## [Data for analysis]
>>
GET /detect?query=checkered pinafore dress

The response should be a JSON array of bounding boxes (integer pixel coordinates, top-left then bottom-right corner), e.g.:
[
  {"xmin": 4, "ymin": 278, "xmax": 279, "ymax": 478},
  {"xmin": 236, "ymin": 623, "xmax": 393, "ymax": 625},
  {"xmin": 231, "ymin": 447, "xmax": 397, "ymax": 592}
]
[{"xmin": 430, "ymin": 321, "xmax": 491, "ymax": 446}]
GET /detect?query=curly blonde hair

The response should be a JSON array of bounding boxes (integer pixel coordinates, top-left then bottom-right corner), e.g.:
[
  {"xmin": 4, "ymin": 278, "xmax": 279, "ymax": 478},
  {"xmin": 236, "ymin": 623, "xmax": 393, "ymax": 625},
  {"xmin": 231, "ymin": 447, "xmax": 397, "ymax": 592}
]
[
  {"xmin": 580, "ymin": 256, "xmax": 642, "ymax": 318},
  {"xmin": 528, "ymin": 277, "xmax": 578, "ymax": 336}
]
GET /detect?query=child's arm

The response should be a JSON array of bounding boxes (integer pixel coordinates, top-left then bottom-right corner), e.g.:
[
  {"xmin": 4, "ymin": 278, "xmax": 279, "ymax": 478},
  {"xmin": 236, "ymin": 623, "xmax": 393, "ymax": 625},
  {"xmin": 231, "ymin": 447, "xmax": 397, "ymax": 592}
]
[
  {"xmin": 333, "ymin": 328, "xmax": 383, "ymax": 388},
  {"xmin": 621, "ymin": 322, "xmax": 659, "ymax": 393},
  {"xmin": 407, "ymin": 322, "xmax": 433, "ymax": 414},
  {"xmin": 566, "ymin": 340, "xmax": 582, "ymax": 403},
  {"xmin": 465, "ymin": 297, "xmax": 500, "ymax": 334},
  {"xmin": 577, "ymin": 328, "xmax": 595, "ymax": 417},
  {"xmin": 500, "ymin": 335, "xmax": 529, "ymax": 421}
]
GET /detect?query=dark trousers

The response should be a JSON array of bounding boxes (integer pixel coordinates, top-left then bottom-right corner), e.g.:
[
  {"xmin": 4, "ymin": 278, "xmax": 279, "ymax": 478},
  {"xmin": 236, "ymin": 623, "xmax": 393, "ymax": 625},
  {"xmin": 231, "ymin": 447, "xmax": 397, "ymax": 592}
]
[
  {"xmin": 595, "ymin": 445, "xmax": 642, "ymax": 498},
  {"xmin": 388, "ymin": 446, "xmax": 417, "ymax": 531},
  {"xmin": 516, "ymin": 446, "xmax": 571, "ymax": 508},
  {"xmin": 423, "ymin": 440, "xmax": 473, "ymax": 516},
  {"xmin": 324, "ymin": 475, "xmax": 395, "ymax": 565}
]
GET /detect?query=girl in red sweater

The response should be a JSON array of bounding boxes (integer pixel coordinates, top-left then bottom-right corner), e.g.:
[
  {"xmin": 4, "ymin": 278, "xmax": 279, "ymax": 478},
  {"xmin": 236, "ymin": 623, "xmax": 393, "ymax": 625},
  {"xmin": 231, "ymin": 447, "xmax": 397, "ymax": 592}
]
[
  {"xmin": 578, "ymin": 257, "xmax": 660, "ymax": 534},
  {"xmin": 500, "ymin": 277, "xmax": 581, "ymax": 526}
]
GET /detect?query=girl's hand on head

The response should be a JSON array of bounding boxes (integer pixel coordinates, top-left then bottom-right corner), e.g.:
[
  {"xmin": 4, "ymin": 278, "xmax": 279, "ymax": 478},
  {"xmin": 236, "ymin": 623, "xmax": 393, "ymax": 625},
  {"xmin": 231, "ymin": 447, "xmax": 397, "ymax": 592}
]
<<
## [Work to complete]
All lines of the records above with the word "detect" in them are to be copied.

## [Output for this task]
GET /detect?query=checkered pinafore dress
GET /detect?query=curly blonde hair
GET /detect?query=child's arm
GET /detect?query=dark trousers
GET /detect?query=girl in red sweater
GET /detect?query=girl's hand on head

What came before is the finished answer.